**AIM**
Count the lines in the data below that contain the string "wheel", matching case exactly. Reply with the number alone.

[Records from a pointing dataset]
———
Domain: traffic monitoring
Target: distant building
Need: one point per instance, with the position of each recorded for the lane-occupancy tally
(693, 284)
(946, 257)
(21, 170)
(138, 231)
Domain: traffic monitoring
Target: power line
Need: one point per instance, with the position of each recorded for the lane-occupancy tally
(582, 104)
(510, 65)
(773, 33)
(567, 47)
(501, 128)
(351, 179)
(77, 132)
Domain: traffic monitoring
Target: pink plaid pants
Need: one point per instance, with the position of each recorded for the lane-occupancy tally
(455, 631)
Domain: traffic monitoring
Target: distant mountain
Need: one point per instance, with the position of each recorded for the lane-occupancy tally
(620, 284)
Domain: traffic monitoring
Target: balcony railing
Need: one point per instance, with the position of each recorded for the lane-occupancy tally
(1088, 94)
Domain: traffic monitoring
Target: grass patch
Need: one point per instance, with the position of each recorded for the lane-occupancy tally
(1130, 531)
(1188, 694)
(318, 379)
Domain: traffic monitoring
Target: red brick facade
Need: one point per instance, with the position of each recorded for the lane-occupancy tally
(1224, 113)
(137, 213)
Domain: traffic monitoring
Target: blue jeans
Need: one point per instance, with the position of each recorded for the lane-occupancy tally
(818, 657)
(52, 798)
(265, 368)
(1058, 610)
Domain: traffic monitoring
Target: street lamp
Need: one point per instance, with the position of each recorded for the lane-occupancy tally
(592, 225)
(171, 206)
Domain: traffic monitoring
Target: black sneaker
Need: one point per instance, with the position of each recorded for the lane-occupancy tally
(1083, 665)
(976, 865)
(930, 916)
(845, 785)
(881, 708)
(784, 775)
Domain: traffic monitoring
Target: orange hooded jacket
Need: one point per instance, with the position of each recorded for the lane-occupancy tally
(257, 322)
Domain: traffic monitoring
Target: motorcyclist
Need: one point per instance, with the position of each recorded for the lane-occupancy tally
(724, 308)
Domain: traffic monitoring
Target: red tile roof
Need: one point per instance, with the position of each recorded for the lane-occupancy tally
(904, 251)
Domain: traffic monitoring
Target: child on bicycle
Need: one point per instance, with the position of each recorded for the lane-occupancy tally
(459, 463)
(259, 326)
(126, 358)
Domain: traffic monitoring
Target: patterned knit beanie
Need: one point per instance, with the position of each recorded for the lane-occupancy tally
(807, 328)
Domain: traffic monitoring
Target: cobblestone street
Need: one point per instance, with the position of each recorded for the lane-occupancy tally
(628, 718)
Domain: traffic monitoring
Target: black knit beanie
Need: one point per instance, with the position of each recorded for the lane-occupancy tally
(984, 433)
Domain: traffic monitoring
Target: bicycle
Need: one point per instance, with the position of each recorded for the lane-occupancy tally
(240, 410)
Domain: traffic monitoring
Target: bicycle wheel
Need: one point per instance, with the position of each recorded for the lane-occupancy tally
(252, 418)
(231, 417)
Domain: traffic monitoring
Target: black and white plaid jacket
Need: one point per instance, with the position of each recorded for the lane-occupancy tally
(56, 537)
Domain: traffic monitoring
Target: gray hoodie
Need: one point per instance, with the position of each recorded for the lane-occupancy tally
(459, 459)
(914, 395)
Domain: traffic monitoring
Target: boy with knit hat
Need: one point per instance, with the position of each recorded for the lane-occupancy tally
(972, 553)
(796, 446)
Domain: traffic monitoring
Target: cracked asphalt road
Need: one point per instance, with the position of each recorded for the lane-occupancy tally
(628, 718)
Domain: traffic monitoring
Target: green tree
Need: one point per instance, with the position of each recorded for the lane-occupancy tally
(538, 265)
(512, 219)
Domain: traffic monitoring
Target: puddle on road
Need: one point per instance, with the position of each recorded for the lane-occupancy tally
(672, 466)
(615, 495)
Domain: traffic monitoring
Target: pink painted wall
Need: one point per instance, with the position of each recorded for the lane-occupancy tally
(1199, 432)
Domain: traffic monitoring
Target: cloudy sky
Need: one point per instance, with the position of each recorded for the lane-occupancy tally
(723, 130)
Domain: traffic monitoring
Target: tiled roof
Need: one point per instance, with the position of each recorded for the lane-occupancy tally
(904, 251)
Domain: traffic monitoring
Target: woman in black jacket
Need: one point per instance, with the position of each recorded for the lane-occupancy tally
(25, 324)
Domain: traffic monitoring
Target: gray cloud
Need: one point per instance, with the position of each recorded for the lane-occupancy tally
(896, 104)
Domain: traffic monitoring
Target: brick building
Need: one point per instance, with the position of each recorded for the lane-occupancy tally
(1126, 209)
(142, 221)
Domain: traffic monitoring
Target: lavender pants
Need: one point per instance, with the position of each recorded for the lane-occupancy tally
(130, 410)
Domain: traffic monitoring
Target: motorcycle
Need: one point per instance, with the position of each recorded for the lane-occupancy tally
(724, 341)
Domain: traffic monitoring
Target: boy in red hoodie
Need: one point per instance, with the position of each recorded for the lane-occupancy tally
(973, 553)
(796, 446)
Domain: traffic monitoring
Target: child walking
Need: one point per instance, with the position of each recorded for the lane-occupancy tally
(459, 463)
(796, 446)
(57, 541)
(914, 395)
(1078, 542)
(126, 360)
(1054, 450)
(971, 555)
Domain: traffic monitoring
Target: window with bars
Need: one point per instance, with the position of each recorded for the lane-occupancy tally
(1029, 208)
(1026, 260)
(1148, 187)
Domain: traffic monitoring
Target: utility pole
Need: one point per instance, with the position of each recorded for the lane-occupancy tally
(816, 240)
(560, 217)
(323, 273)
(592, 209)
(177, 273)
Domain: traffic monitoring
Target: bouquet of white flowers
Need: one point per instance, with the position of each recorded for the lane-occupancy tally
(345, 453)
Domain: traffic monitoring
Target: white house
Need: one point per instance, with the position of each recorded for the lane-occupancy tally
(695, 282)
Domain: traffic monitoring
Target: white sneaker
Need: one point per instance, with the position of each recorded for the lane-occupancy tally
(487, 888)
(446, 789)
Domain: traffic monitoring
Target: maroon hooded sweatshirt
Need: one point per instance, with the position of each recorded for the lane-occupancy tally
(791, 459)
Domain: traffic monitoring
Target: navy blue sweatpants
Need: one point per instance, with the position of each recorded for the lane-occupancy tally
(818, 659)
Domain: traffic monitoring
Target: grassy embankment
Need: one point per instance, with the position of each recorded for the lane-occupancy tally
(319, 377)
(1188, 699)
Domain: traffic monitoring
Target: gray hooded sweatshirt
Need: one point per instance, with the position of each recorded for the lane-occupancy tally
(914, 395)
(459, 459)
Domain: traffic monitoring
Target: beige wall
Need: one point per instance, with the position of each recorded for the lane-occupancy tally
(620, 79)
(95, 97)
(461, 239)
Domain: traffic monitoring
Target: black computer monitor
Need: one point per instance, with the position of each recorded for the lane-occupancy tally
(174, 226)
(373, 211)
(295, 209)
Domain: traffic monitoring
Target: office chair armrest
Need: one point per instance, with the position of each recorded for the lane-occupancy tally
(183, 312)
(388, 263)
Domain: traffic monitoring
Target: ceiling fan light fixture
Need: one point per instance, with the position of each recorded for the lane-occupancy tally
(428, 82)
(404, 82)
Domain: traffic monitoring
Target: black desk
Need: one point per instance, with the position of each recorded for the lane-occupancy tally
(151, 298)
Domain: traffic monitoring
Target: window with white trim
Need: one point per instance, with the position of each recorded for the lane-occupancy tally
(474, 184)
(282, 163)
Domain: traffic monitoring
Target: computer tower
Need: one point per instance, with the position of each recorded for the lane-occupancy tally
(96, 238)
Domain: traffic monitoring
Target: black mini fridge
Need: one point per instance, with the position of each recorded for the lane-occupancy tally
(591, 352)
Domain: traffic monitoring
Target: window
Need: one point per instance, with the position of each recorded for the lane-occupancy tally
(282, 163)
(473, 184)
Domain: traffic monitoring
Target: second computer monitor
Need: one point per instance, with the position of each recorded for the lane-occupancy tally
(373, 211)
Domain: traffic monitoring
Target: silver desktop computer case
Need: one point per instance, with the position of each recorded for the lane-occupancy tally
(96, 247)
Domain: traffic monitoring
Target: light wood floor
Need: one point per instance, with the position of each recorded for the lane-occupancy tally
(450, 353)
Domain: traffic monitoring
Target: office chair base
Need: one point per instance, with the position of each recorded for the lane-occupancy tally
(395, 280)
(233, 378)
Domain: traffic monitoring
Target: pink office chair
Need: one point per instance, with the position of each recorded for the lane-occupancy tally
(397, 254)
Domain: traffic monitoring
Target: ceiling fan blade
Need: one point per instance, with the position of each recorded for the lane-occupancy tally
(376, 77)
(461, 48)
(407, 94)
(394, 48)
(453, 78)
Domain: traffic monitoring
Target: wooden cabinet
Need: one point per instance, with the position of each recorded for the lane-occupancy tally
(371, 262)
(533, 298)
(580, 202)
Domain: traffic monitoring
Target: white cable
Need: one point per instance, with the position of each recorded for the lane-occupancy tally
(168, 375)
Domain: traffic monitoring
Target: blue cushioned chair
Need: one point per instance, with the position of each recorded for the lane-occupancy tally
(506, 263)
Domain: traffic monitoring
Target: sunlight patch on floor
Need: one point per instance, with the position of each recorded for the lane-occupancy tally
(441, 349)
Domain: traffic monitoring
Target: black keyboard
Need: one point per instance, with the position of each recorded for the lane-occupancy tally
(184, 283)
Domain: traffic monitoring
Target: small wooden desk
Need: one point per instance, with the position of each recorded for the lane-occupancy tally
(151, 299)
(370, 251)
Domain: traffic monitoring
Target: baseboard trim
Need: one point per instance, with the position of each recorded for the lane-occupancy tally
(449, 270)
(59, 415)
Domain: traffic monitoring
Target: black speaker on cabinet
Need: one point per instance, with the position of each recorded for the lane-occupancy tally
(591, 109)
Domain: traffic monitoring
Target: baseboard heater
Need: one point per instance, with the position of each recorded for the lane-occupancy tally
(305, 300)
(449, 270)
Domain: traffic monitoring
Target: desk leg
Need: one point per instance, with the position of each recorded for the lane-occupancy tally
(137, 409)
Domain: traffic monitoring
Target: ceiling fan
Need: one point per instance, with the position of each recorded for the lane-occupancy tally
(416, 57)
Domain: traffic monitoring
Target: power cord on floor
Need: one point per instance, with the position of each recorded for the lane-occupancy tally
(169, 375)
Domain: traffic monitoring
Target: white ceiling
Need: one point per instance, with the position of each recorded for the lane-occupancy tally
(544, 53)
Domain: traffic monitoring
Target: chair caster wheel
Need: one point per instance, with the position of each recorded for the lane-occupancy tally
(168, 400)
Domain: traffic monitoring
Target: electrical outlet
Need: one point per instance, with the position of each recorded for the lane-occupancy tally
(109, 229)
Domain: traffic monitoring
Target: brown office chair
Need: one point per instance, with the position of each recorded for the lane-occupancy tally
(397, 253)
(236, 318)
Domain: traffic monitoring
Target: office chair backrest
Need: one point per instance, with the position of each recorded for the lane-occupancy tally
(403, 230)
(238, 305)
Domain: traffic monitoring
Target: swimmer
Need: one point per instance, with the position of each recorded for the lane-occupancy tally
———
**EXERCISE ANSWER**
2